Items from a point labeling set
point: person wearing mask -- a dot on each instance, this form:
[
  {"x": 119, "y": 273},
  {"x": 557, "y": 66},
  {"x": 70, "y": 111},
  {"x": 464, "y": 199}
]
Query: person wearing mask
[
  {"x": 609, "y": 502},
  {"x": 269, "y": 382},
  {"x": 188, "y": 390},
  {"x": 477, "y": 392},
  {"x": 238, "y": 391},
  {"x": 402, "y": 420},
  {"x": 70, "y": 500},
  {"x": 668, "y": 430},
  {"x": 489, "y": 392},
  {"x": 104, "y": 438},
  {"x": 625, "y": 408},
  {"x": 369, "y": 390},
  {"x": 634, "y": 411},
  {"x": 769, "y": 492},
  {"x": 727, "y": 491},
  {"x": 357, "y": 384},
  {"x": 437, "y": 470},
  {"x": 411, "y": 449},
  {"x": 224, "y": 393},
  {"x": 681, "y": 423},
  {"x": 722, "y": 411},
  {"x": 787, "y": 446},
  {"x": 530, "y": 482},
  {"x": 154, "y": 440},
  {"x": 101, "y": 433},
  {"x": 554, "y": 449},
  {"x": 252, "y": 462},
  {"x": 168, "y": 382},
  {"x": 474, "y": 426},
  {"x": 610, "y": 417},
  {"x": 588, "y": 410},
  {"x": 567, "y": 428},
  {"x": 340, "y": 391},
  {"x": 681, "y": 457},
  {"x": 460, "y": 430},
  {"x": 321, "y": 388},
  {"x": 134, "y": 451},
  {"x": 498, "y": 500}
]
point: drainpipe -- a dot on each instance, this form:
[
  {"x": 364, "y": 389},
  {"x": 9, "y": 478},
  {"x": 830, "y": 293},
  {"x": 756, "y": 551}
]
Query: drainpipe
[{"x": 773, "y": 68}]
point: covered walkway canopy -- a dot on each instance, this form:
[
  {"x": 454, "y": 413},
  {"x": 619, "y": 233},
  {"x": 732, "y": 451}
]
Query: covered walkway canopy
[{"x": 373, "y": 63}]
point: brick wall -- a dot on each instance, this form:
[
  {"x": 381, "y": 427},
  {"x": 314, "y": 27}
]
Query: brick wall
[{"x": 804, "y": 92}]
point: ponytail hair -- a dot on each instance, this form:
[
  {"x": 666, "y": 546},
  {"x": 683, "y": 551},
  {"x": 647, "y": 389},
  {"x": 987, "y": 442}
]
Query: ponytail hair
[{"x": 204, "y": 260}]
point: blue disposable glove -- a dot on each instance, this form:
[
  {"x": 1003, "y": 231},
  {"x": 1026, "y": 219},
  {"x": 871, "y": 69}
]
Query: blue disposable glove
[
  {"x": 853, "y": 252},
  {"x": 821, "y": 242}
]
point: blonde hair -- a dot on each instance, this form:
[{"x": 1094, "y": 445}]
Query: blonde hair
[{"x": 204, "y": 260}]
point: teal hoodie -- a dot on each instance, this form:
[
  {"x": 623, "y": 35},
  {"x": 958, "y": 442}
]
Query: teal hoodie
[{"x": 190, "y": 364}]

* **Objective**:
Render every line of the items above as a Markdown table with the columns "Row" and "Line," numbering the rows and omitting blank lines.

* **Exercise result**:
| Row | Line |
|---|---|
| 1 | point: person wearing mask -- a dot on each instance, this form: |
| 2 | [ |
| 3 |   {"x": 119, "y": 273}, |
| 4 |   {"x": 557, "y": 66}, |
| 5 |   {"x": 70, "y": 111}, |
| 6 |   {"x": 464, "y": 199} |
| 7 | ] |
| 8 | Query: person wearing mask |
| 9 | [ |
| 10 |   {"x": 609, "y": 502}, |
| 11 |   {"x": 269, "y": 382}, |
| 12 |   {"x": 188, "y": 390}, |
| 13 |   {"x": 477, "y": 392}, |
| 14 |   {"x": 238, "y": 391}, |
| 15 |   {"x": 402, "y": 420}, |
| 16 |   {"x": 70, "y": 500}, |
| 17 |   {"x": 668, "y": 430}, |
| 18 |   {"x": 489, "y": 392}, |
| 19 |   {"x": 104, "y": 438}, |
| 20 |   {"x": 625, "y": 408}, |
| 21 |   {"x": 369, "y": 390}, |
| 22 |   {"x": 634, "y": 411}, |
| 23 |   {"x": 769, "y": 492}, |
| 24 |   {"x": 727, "y": 491}, |
| 25 |   {"x": 357, "y": 384}, |
| 26 |   {"x": 437, "y": 470}, |
| 27 |   {"x": 411, "y": 449}, |
| 28 |   {"x": 224, "y": 393}, |
| 29 |   {"x": 681, "y": 423}, |
| 30 |   {"x": 722, "y": 411}, |
| 31 |   {"x": 787, "y": 446}, |
| 32 |   {"x": 530, "y": 482}, |
| 33 |   {"x": 154, "y": 440}, |
| 34 |   {"x": 101, "y": 433}, |
| 35 |   {"x": 554, "y": 449}, |
| 36 |   {"x": 252, "y": 462}, |
| 37 |   {"x": 168, "y": 382}, |
| 38 |   {"x": 474, "y": 426}, |
| 39 |   {"x": 610, "y": 417}, |
| 40 |   {"x": 588, "y": 410}, |
| 41 |   {"x": 567, "y": 428}, |
| 42 |   {"x": 340, "y": 391}, |
| 43 |   {"x": 681, "y": 457}, |
| 44 |   {"x": 460, "y": 430}, |
| 45 |   {"x": 321, "y": 388}, |
| 46 |   {"x": 134, "y": 451}, |
| 47 |   {"x": 498, "y": 500} |
| 48 | ] |
| 49 | point: drainpipe -- a dot on each instance, this form: |
| 50 | [ |
| 51 |   {"x": 364, "y": 389}, |
| 52 |   {"x": 9, "y": 478}, |
| 53 |   {"x": 830, "y": 293}, |
| 54 |   {"x": 756, "y": 551} |
| 55 | ] |
| 56 | Query: drainpipe |
| 57 | [{"x": 773, "y": 68}] |
| 58 | point: covered walkway canopy -- a dot on each instance, this form: |
| 59 | [ |
| 60 |   {"x": 454, "y": 413}, |
| 61 |   {"x": 619, "y": 233}, |
| 62 |   {"x": 732, "y": 451} |
| 63 | ] |
| 64 | Query: covered walkway canopy |
| 65 | [{"x": 373, "y": 63}] |
| 66 | point: brick wall -- a dot on each instance, this form: |
| 67 | [ |
| 68 |   {"x": 381, "y": 427}, |
| 69 |   {"x": 314, "y": 27} |
| 70 | ] |
| 71 | Query: brick wall |
| 72 | [{"x": 804, "y": 92}] |
| 73 | point: ponytail hair -- a dot on each instance, this form: |
| 74 | [ |
| 75 |   {"x": 666, "y": 546}, |
| 76 |   {"x": 683, "y": 551}, |
| 77 |   {"x": 647, "y": 389}, |
| 78 |   {"x": 987, "y": 442} |
| 79 | ] |
| 80 | Query: ponytail hair |
| 81 | [{"x": 204, "y": 260}] |
| 82 | point: blue disposable glove -- a dot on each instance, this form: |
| 83 | [ |
| 84 |   {"x": 1003, "y": 231}, |
| 85 |   {"x": 1026, "y": 219}, |
| 86 |   {"x": 871, "y": 69} |
| 87 | ] |
| 88 | Query: blue disposable glove |
| 89 | [ |
| 90 |   {"x": 853, "y": 252}, |
| 91 |   {"x": 821, "y": 242} |
| 92 | ] |
| 93 | point: blonde hair -- a dot on each instance, this form: |
| 94 | [{"x": 1094, "y": 445}] |
| 95 | Query: blonde hair |
| 96 | [{"x": 204, "y": 260}] |
| 97 | point: teal hoodie -- a dot on each instance, this form: |
| 98 | [ |
| 99 |   {"x": 623, "y": 35}, |
| 100 |   {"x": 958, "y": 442} |
| 101 | ] |
| 102 | Query: teal hoodie |
| 103 | [{"x": 190, "y": 364}] |